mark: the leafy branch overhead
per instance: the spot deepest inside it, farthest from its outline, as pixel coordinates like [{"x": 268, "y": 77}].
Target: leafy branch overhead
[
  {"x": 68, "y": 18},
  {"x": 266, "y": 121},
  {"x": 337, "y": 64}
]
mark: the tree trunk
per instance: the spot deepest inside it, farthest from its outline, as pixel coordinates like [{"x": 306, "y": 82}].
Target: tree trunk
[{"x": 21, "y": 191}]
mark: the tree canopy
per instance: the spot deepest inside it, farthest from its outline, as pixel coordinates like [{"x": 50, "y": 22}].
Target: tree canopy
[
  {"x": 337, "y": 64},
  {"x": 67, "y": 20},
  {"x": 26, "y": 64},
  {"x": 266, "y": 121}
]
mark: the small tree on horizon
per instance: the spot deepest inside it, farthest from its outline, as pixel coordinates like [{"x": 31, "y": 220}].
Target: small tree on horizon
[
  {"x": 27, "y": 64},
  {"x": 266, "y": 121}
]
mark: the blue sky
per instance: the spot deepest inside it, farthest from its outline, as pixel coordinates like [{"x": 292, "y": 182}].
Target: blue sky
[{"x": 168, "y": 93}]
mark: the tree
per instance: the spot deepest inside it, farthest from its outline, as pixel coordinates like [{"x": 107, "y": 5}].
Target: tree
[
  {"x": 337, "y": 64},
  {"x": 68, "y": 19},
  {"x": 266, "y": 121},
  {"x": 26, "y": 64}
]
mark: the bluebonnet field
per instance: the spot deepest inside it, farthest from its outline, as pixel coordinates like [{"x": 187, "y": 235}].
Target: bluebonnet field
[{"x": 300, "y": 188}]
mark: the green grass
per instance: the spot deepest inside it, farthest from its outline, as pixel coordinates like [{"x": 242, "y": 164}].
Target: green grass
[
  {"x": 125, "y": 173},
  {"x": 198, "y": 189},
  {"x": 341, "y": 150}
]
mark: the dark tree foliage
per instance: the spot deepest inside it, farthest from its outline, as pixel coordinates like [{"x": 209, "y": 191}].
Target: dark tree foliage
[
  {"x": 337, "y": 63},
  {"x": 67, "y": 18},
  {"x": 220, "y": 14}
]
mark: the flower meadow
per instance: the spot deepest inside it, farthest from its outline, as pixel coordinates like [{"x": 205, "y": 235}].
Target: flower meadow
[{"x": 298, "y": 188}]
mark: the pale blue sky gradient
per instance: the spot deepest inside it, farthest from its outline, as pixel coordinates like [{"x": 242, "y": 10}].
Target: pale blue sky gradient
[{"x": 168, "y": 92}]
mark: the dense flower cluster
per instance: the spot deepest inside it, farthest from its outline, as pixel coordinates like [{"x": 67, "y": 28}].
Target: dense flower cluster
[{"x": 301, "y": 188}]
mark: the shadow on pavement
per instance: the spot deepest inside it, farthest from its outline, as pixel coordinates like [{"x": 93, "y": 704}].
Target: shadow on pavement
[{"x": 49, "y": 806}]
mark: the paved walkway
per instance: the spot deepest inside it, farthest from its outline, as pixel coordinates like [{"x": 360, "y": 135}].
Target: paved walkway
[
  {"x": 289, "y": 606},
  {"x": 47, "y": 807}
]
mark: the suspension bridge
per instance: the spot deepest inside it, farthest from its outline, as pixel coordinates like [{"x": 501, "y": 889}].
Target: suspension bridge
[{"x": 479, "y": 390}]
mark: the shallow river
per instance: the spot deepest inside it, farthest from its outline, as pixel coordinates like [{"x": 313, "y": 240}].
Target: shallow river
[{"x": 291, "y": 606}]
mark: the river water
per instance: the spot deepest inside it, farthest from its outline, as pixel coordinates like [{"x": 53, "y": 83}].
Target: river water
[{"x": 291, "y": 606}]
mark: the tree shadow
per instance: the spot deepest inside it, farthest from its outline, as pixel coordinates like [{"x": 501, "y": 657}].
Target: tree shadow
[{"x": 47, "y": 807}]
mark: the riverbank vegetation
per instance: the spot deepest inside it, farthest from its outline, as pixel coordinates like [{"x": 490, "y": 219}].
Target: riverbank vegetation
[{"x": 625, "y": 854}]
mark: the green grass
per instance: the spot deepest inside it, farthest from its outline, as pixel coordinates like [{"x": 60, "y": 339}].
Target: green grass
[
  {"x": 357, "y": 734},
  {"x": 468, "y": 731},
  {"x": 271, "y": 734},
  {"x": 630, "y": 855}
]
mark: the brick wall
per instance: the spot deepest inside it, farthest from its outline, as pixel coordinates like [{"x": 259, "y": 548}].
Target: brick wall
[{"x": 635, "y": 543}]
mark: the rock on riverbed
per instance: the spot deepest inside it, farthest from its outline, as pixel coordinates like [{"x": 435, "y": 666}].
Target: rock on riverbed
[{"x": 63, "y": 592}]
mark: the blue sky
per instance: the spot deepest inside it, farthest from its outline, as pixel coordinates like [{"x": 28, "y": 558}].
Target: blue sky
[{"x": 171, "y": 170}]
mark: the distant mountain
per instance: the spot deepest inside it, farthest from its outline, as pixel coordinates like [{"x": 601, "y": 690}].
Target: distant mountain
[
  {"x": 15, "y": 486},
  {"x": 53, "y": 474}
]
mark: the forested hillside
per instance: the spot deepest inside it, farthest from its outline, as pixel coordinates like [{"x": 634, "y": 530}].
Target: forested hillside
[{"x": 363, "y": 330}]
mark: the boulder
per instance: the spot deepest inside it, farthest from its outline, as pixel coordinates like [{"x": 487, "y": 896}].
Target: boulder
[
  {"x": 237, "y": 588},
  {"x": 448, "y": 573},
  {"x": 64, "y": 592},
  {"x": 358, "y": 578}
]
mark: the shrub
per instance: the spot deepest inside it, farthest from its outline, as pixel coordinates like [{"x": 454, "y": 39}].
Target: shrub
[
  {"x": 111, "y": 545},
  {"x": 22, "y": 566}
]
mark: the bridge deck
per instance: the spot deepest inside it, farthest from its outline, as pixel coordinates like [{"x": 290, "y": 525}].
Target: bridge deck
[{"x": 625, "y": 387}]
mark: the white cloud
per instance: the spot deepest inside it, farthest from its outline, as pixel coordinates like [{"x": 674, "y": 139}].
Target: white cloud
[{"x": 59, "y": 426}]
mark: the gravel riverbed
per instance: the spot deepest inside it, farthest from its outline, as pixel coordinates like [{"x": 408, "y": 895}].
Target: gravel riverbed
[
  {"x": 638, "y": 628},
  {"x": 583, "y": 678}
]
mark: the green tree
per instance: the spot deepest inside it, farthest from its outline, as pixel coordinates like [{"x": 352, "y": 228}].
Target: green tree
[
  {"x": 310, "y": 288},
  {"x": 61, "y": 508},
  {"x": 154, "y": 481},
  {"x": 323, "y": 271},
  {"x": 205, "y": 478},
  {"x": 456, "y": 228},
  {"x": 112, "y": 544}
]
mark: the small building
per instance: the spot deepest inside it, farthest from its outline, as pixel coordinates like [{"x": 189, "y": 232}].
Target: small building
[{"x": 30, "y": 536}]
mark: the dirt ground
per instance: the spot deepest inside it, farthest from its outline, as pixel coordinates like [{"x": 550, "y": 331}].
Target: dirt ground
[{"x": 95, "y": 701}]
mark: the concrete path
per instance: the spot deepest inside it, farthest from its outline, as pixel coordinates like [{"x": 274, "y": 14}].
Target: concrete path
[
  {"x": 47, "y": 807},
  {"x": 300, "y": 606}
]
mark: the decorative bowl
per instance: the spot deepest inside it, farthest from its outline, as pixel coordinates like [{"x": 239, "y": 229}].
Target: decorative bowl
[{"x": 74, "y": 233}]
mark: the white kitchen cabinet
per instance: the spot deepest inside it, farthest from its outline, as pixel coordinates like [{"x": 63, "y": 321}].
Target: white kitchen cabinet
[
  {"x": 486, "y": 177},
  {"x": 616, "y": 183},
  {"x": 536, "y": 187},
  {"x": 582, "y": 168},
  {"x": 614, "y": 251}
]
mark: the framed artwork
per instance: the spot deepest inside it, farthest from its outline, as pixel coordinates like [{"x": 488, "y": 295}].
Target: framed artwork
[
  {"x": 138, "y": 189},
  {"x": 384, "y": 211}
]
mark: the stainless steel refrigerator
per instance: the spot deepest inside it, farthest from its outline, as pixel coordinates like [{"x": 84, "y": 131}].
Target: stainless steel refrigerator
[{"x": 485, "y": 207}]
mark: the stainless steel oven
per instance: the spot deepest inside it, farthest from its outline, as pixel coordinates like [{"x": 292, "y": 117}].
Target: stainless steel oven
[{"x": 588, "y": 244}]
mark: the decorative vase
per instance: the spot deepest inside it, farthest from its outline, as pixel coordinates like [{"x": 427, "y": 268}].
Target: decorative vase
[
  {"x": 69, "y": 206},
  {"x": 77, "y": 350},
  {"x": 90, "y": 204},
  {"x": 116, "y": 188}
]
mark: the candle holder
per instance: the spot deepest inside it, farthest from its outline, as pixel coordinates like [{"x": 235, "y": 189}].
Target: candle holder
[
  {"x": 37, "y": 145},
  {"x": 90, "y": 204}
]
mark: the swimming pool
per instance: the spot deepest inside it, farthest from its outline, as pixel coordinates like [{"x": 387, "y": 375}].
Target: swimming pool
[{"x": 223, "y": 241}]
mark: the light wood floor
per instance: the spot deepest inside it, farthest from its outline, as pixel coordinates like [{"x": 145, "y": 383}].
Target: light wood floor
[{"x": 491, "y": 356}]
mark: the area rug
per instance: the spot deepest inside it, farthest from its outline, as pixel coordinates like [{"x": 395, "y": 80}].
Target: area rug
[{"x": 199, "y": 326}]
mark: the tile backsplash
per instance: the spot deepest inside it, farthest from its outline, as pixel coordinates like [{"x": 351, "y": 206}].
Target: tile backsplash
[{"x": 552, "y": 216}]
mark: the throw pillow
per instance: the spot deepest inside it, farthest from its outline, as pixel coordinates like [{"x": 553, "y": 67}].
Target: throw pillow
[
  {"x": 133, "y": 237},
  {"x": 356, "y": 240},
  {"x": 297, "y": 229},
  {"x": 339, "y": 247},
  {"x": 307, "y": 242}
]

## ACTION ITEM
What is asked for is an exact copy of the lines above from the one containing "mark: the distant mountain" through the one containing "mark: the boulder", and only those.

## COMPLETED EXERCISE
mark: the distant mountain
per instance: the spot deepest inside it, farthest from its outline, as pixel coordinates like [{"x": 601, "y": 690}].
Target: distant mountain
[
  {"x": 15, "y": 486},
  {"x": 53, "y": 474}
]
mark: the forested hillside
per instance: the spot deepest inside it, farthest from its outline, as pixel coordinates like [{"x": 634, "y": 530}].
Target: forested hillside
[{"x": 363, "y": 330}]
mark: the boulder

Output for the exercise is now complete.